╭─ Records supplied
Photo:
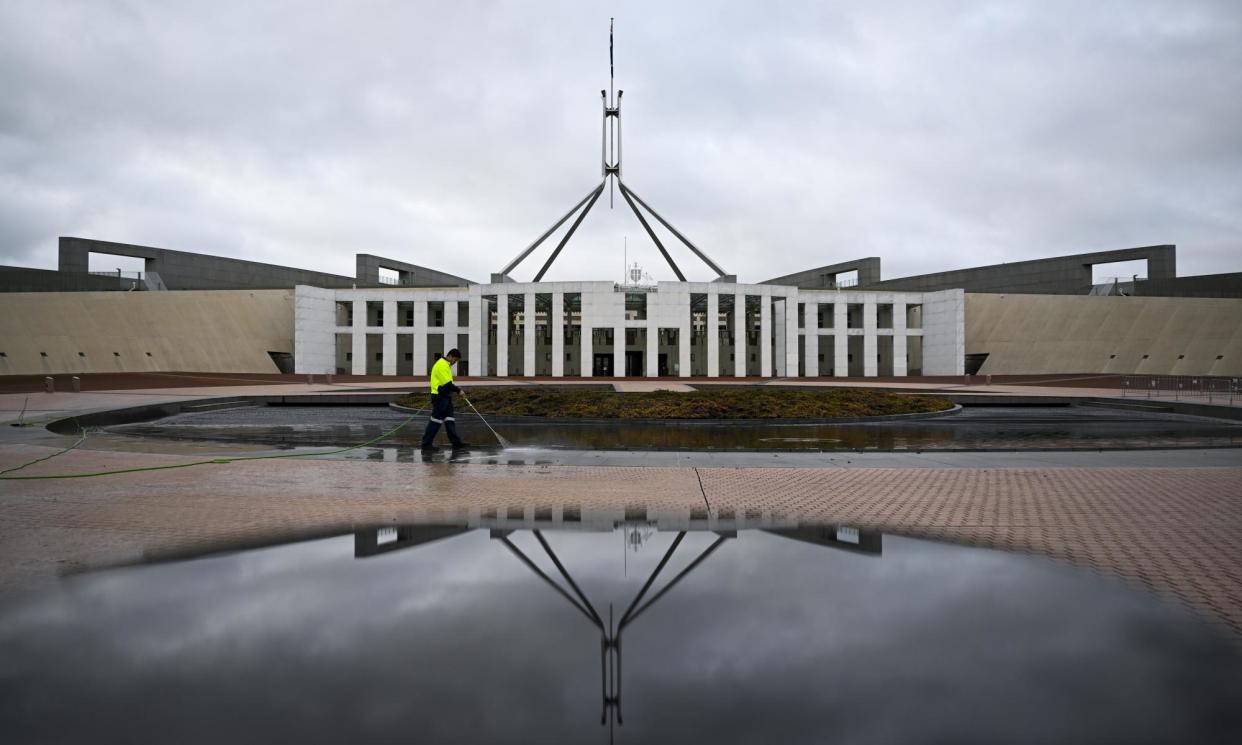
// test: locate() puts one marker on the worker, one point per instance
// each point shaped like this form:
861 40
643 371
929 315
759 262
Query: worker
442 390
╰─
Give back every line of the material above word for word, but leave out the picture.

Photo:
// test: locate() puts one marker on the worker, one point per instance
// each point shaped like this form:
861 40
643 371
929 315
759 262
Query: worker
442 390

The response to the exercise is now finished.